╭─ SOURCE TEXT

See also Services and Recommended deployment.

Setup

To use Goral you need to have a Google account and obtain a service account:

Create a project (we suggest creating a separate project for Goral for security reasons)
Enable Sheets from the products page
Create a service account with Editor role
Create a private key in JSON (three dots menu in Actions column -> Manage keys -> Add Key) for it (the private key should be downloaded by your browser)
Create a spreadsheet (where the scraped data will be stored) and share the spreadsheet with the service account email (you can take client_email from the downloaded private key) as an Editor
Extract spreadsheet id from the spreadsheet url

Steps 5-6 can be repeated for each service (it is recommended to have separate spreadsheets for usability and separation of concerns).

Note: you can also install Google Sheets app for your phone to have an access to the data.

Notifications are sent to messengers with three levels:

🟢 (INFO)
🟡 (WARN)
🔴 (ERROR)

╰─

▸ **EXERCISES TO COMPLETE**:
1. In the Goral setup guide, which role should the service account have?
2. From the Goral setup guide, copy the passage starting at "Create a project" and ending at "to the data.".

╭─ PROVIDED MATERIAL

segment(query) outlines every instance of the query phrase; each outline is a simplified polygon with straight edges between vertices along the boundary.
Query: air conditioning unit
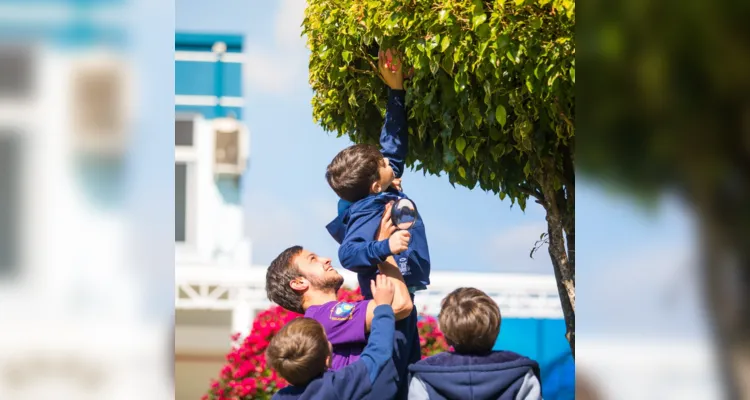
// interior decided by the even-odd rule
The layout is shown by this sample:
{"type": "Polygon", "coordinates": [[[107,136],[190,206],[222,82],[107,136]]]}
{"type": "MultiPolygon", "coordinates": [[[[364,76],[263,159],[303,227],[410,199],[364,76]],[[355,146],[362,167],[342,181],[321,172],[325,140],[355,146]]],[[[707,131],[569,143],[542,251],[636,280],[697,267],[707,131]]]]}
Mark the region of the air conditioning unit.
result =
{"type": "Polygon", "coordinates": [[[249,134],[234,118],[216,118],[214,131],[214,173],[239,176],[247,164],[249,134]]]}
{"type": "Polygon", "coordinates": [[[121,155],[129,119],[127,70],[116,57],[97,56],[76,62],[71,77],[71,123],[79,150],[121,155]]]}

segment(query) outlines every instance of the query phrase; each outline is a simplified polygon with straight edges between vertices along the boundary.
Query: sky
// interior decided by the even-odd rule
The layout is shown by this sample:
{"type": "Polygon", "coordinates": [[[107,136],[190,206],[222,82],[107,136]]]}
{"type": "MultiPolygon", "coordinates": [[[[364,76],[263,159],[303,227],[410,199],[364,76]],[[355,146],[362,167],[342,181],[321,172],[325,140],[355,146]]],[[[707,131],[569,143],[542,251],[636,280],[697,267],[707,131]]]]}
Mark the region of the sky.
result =
{"type": "MultiPolygon", "coordinates": [[[[304,6],[304,0],[176,0],[177,30],[245,35],[251,148],[243,196],[255,265],[295,244],[338,265],[337,244],[325,230],[337,198],[324,171],[351,143],[312,119],[309,52],[299,27],[304,6]]],[[[403,186],[425,221],[433,270],[552,274],[546,247],[529,258],[546,231],[536,203],[522,212],[492,193],[408,170],[403,186]]],[[[584,299],[576,313],[586,316],[577,335],[704,334],[689,209],[670,197],[647,209],[580,178],[576,191],[576,297],[584,299]]]]}

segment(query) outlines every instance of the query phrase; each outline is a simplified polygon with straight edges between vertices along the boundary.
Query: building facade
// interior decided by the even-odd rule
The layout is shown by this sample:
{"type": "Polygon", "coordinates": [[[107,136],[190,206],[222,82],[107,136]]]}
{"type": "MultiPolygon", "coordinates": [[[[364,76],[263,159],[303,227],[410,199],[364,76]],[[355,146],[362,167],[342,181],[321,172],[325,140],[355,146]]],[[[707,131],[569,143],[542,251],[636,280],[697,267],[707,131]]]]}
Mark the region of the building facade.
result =
{"type": "MultiPolygon", "coordinates": [[[[178,33],[175,40],[175,391],[180,400],[207,391],[232,345],[230,336],[247,335],[253,317],[271,303],[264,289],[266,266],[252,264],[242,225],[240,182],[250,155],[250,132],[242,122],[242,37],[178,33]]],[[[347,286],[356,286],[353,274],[343,275],[347,286]]],[[[552,276],[435,271],[431,281],[415,300],[424,313],[437,315],[442,298],[457,287],[478,287],[503,314],[498,348],[526,354],[543,366],[569,357],[552,276]]],[[[568,381],[572,384],[572,377],[568,381]]]]}

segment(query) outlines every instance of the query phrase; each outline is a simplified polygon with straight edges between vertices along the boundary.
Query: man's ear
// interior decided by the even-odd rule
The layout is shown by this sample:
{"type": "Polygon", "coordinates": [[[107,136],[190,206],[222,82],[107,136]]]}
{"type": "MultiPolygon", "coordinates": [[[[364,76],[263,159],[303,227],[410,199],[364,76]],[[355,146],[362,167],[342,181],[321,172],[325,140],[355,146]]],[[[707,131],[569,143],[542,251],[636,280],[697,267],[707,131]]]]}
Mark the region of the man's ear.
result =
{"type": "Polygon", "coordinates": [[[303,277],[298,277],[289,281],[289,286],[295,291],[302,292],[310,287],[310,282],[308,282],[307,279],[303,277]]]}

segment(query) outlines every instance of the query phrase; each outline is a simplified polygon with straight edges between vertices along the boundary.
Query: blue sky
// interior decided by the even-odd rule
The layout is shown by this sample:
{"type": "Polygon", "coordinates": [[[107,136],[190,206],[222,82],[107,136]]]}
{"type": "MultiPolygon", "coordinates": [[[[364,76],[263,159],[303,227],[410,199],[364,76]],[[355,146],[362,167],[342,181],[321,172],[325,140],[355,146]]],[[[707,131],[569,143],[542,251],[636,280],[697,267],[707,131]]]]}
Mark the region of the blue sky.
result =
{"type": "MultiPolygon", "coordinates": [[[[312,120],[308,52],[299,37],[304,5],[304,0],[176,1],[177,30],[246,37],[251,149],[244,203],[254,264],[269,263],[293,244],[336,260],[337,246],[325,225],[335,216],[337,199],[323,174],[350,142],[312,120]]],[[[552,273],[546,248],[529,258],[546,230],[539,205],[530,202],[524,213],[491,193],[454,189],[447,178],[411,171],[403,185],[427,225],[435,270],[552,273]]],[[[600,332],[604,321],[618,332],[632,330],[633,319],[654,331],[669,325],[695,332],[689,211],[669,198],[644,210],[580,179],[576,200],[577,298],[584,299],[577,314],[587,316],[578,323],[579,335],[600,332]],[[585,301],[599,297],[609,304],[585,301]],[[599,322],[588,324],[588,315],[599,322]],[[675,320],[665,323],[665,316],[675,320]]]]}

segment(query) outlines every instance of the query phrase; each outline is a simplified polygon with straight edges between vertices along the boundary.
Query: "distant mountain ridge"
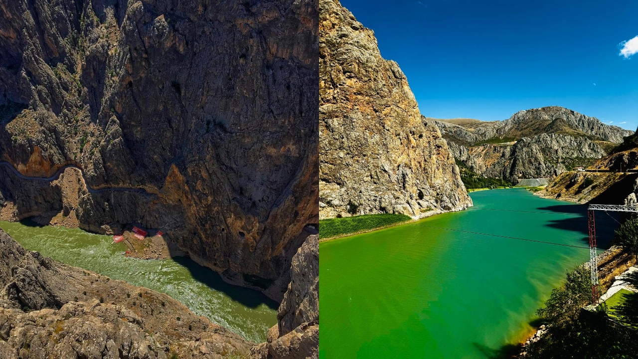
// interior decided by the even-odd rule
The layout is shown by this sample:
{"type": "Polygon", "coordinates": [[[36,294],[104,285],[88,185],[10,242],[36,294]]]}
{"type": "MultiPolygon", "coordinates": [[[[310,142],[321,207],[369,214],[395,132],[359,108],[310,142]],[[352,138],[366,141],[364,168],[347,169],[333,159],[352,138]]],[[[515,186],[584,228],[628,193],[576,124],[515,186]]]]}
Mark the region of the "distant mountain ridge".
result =
{"type": "Polygon", "coordinates": [[[638,132],[625,137],[622,144],[589,167],[604,172],[566,172],[537,194],[579,203],[635,206],[638,204],[638,174],[627,170],[637,167],[638,132]]]}
{"type": "Polygon", "coordinates": [[[503,121],[422,119],[438,127],[470,171],[512,183],[589,165],[633,134],[560,106],[523,110],[503,121]]]}

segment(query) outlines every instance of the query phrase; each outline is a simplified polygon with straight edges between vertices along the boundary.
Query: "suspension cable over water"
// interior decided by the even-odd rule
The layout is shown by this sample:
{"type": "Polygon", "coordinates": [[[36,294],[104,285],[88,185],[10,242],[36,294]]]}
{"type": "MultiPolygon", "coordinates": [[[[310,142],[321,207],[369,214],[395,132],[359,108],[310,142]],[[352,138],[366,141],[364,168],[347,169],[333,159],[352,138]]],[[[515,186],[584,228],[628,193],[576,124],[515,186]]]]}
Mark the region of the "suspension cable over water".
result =
{"type": "Polygon", "coordinates": [[[423,224],[410,224],[410,225],[418,225],[419,227],[427,227],[427,228],[434,228],[435,229],[443,229],[443,230],[445,230],[445,231],[453,231],[454,232],[463,232],[464,233],[471,233],[473,234],[482,234],[484,236],[491,236],[493,237],[500,237],[501,238],[510,238],[510,239],[512,239],[512,240],[521,240],[521,241],[529,241],[529,242],[536,242],[536,243],[539,243],[553,244],[553,245],[561,245],[561,246],[563,246],[563,247],[573,247],[574,248],[582,248],[583,249],[589,249],[590,248],[590,247],[582,247],[582,246],[580,246],[580,245],[574,245],[565,244],[565,243],[554,243],[554,242],[546,242],[546,241],[537,241],[537,240],[528,240],[528,239],[526,239],[526,238],[519,238],[518,237],[510,237],[509,236],[501,236],[501,235],[499,235],[499,234],[491,234],[489,233],[482,233],[480,232],[473,232],[471,231],[463,231],[463,229],[453,229],[452,228],[445,228],[443,227],[434,227],[434,226],[433,226],[433,225],[423,225],[423,224]]]}

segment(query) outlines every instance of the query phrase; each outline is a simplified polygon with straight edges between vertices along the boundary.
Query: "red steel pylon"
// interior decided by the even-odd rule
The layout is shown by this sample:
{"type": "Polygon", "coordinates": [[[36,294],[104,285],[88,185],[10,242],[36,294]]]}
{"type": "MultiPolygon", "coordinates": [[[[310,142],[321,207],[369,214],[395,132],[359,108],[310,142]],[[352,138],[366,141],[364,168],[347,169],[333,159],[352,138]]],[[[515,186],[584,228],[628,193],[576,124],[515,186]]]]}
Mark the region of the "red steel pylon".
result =
{"type": "Polygon", "coordinates": [[[591,303],[598,302],[600,294],[598,293],[598,255],[596,250],[596,222],[594,220],[594,211],[587,211],[587,222],[590,232],[590,268],[591,276],[591,303]]]}

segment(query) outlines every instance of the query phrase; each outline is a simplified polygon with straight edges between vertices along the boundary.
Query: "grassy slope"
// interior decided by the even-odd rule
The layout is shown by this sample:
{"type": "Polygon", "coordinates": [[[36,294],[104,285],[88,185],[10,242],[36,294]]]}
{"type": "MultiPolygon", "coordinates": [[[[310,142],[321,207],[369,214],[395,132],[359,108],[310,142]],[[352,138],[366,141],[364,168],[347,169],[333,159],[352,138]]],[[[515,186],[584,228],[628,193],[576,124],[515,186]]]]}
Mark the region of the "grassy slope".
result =
{"type": "Polygon", "coordinates": [[[364,215],[322,219],[319,221],[319,238],[329,238],[406,222],[410,216],[398,214],[364,215]]]}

╰─

▸ **THE RESPONSES**:
1. Editor

2.
Create a project (we suggest creating a separate project for Goral for security reasons)
Enable Sheets from the products page
Create a service account with Editor role
Create a private key in JSON (three dots menu in Actions column -> Manage keys -> Add Key) for it (the private key should be downloaded by your browser)
Create a spreadsheet (where the scraped data will be stored) and share the spreadsheet with the service account email (you can take client_email from the downloaded private key) as an Editor
Extract spreadsheet id from the spreadsheet url

Steps 5-6 can be repeated for each service (it is recommended to have separate spreadsheets for usability and separation of concerns).

Note: you can also install Google Sheets app for your phone to have an access to the data.